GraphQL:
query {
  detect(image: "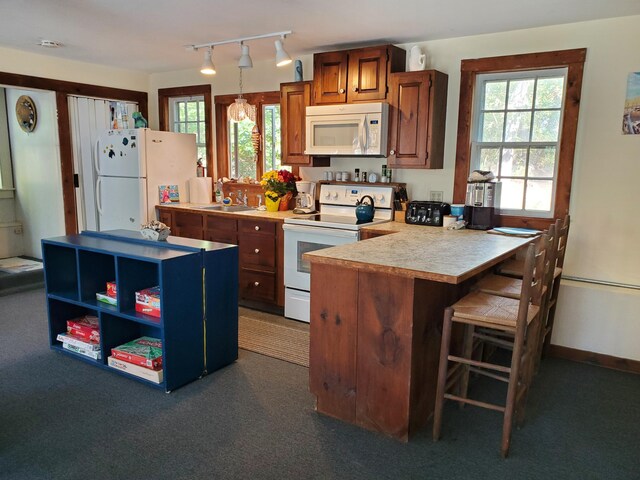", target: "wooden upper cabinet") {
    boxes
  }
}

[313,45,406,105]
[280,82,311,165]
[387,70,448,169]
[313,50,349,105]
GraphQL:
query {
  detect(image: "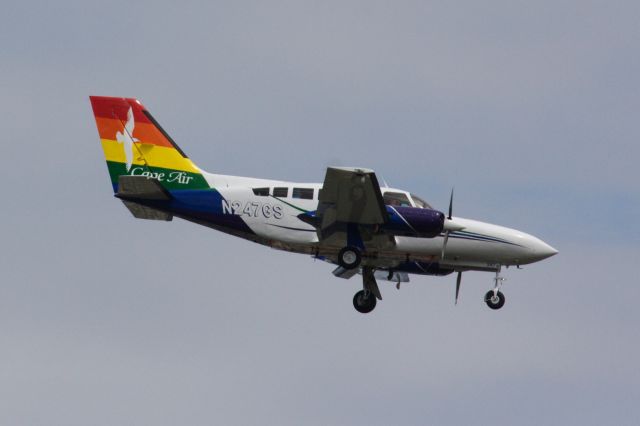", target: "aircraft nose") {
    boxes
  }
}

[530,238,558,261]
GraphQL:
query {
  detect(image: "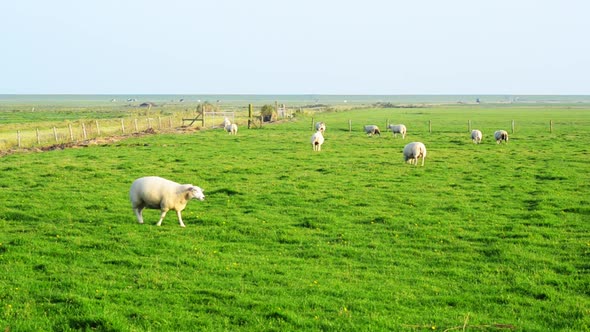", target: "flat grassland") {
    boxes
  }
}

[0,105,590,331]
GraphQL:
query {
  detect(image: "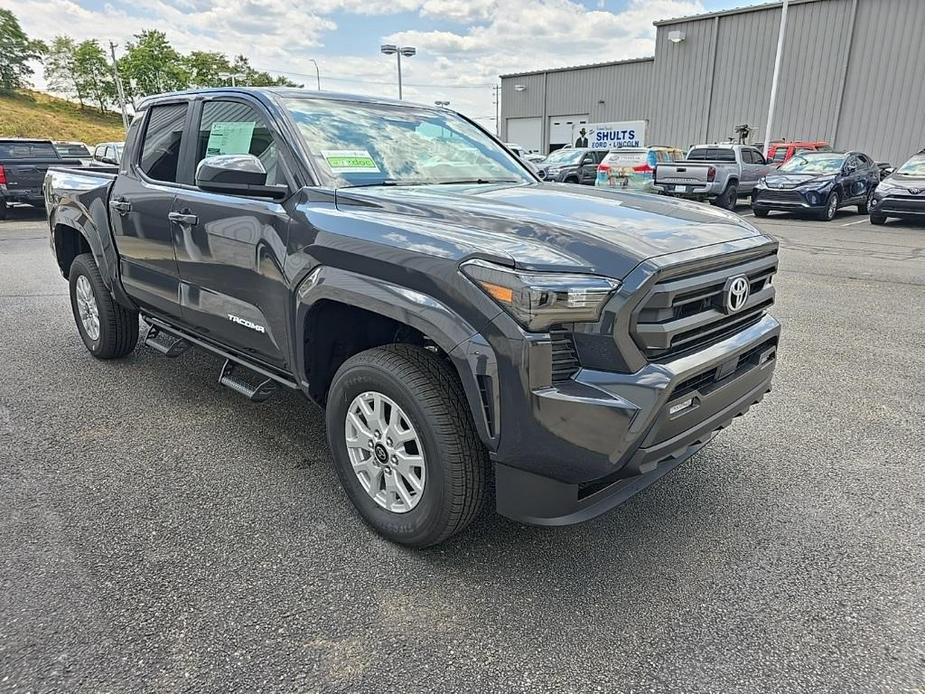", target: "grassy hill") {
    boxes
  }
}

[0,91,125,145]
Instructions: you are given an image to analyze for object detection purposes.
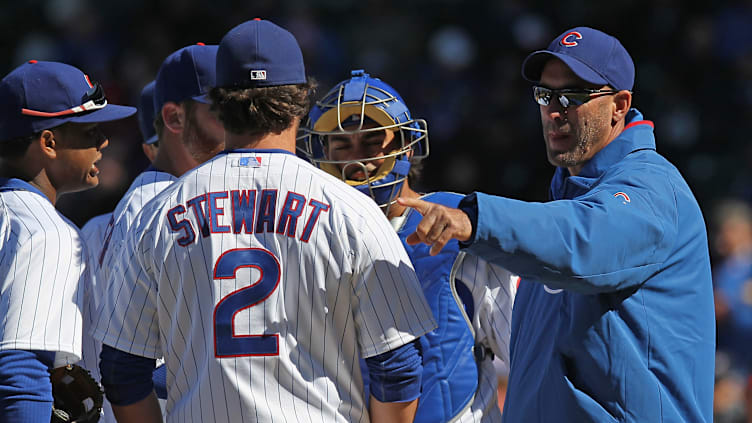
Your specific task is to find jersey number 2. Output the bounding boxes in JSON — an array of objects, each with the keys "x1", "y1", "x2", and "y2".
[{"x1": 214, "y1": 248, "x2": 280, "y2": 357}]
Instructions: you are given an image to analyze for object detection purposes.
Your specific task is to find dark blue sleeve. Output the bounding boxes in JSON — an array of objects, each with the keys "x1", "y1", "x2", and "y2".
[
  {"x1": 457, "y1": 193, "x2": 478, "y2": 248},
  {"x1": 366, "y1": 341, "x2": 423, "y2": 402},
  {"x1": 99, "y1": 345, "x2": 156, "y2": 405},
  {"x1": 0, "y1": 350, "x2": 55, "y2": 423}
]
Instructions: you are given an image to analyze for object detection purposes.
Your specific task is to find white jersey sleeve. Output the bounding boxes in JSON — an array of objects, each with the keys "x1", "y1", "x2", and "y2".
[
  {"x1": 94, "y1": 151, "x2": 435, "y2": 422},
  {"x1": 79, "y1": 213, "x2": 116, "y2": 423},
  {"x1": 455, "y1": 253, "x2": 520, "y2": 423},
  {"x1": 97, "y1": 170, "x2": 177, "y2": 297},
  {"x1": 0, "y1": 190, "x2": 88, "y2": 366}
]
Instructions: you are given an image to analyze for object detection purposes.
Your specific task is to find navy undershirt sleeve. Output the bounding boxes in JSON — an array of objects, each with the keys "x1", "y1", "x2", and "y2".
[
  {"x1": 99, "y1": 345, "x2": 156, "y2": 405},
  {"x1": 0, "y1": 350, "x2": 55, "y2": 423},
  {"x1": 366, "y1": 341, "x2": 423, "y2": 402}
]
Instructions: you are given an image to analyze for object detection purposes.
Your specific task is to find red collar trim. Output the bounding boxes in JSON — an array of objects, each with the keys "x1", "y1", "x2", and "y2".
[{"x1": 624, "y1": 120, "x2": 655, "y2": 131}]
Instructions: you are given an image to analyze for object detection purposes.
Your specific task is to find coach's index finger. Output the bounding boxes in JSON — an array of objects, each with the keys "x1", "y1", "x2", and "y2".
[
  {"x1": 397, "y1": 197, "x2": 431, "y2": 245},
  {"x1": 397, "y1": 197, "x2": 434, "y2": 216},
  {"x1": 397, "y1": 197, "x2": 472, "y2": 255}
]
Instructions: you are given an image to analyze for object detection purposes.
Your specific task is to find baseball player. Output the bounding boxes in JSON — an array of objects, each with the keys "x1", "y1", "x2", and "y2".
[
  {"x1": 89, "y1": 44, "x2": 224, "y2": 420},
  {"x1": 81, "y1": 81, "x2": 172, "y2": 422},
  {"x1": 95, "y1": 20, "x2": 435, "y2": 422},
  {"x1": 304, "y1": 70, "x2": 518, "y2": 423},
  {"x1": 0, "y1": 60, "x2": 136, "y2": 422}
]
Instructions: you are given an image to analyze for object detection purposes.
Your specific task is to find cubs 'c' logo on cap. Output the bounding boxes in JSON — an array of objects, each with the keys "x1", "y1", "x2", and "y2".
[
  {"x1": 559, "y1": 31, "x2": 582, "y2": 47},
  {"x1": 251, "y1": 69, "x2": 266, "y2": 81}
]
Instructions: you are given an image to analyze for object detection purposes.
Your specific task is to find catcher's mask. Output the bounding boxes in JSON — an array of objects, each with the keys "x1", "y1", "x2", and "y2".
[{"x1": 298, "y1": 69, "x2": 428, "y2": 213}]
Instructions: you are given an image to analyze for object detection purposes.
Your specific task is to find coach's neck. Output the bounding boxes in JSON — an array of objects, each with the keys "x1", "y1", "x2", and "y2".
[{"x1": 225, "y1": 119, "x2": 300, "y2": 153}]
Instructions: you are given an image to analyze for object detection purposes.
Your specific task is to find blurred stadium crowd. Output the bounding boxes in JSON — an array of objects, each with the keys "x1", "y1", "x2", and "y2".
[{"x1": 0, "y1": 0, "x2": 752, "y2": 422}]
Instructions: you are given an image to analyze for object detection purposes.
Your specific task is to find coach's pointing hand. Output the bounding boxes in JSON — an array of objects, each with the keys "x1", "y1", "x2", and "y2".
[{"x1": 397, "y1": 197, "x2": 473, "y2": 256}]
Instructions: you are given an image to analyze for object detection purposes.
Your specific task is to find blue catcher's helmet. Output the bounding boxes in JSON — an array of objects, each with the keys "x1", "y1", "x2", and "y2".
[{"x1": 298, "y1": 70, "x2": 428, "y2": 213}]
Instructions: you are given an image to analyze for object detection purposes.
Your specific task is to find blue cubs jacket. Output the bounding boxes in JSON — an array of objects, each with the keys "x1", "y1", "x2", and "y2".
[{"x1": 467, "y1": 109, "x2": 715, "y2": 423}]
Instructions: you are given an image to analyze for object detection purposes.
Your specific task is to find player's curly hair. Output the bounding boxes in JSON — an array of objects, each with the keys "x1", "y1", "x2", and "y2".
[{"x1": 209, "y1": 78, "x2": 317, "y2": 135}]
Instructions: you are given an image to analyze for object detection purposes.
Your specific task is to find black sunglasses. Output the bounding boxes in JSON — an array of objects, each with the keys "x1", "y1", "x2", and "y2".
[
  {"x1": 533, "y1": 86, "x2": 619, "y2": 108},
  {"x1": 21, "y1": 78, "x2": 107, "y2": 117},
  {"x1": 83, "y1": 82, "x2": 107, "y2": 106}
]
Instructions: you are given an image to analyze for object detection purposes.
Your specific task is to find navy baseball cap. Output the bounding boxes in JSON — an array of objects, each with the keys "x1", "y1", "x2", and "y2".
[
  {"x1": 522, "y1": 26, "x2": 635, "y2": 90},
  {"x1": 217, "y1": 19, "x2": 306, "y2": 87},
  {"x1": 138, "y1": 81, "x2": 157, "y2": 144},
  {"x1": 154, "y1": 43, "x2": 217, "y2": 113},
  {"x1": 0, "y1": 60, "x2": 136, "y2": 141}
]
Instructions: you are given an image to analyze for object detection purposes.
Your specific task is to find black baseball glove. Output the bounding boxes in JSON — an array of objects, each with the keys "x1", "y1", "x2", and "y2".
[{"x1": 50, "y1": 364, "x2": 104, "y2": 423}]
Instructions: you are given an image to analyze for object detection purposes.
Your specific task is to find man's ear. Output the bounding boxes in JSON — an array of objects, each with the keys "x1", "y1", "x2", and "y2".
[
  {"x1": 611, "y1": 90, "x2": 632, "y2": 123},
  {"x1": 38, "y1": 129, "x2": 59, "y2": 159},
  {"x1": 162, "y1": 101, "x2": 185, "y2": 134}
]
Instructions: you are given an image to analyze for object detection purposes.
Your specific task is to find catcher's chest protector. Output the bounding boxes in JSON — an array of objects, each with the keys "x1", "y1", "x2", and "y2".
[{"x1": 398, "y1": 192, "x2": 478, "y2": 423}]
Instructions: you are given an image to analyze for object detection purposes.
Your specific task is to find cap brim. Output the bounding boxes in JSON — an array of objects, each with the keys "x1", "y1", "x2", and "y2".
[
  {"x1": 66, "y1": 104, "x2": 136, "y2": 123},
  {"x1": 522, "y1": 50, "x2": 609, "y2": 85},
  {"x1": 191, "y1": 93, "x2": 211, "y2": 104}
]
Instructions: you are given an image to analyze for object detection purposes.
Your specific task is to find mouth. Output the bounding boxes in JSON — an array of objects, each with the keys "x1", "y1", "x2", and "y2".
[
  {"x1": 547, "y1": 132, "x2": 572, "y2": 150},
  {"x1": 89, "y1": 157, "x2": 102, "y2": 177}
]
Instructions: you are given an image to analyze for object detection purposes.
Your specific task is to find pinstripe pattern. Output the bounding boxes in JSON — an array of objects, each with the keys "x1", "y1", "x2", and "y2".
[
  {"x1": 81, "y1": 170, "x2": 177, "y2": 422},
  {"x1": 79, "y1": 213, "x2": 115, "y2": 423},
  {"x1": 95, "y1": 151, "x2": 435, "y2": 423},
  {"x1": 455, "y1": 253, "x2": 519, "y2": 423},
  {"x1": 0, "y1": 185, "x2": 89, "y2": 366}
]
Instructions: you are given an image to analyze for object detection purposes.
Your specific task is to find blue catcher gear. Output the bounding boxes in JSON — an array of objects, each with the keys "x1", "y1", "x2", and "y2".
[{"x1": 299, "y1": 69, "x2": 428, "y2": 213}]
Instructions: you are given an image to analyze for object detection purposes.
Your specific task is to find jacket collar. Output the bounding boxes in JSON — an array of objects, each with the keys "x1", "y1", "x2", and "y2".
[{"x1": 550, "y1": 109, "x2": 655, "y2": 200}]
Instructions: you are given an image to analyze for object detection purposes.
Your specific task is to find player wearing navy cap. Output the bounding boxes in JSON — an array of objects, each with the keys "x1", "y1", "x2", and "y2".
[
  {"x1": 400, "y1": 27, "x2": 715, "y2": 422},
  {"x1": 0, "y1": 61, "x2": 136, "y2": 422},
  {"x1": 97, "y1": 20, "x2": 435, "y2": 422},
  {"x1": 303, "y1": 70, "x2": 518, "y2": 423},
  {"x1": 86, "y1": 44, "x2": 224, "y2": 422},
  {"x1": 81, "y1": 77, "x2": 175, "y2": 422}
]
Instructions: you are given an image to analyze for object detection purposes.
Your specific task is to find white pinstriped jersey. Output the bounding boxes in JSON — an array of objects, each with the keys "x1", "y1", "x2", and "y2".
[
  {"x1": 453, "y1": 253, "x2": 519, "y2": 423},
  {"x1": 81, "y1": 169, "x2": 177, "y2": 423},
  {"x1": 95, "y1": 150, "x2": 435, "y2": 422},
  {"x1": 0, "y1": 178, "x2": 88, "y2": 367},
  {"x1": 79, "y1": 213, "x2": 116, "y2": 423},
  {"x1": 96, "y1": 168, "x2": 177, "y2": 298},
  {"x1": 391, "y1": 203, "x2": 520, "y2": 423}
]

[EXERCISE DESCRIPTION]
Collect each line of the items above that contains the word "baseball", and copy those lines in order.

[SOLUTION]
Your specific task is to find baseball player. Output the bounding boxes in JSON — an array of objects, each with the keys "x1", "y1", "x2", and "y2".
Your specific task is to find navy baseball cap. Output the bounding boxes in JSON — an array of objects, each with the keys "x1", "y1", "x2", and "y2".
Your specific task is to find black baseball glove. Output the bounding boxes in JSON — an array of objects, each with the keys "x1", "y1", "x2", and "y2".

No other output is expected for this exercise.